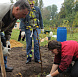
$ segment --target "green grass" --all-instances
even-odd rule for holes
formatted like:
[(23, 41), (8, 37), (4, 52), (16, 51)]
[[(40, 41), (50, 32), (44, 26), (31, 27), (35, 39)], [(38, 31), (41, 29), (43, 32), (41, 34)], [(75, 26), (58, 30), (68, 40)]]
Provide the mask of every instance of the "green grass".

> TO DO:
Rewrite all the items above, replacing "green grass" with "lawn" wherever it appears and changing nothing else. Leave the pictures out.

> TASK ANSWER:
$ segment --target "lawn" --all-instances
even-odd rule for holes
formatted like:
[(23, 41), (8, 37), (4, 52), (16, 51)]
[[(40, 41), (50, 32), (44, 26), (31, 27), (35, 39)], [(38, 31), (41, 29), (43, 32), (41, 34)], [(75, 26), (58, 30), (68, 40)]]
Provide the mask of every instance of the "lawn".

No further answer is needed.